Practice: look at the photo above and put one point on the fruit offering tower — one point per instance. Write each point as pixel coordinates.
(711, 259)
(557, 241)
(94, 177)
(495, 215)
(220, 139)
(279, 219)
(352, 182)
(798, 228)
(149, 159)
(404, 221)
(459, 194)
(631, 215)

ASSIGNED TASK:
Without any change, write the listing out again.

ANSWER TO THE PROBLEM:
Practice: look at the photo above and put one point on the fruit offering tower — one point per instance. Write each point as pixel coordinates.
(711, 259)
(557, 241)
(94, 177)
(495, 215)
(220, 139)
(279, 219)
(352, 182)
(798, 228)
(149, 159)
(404, 221)
(459, 194)
(631, 215)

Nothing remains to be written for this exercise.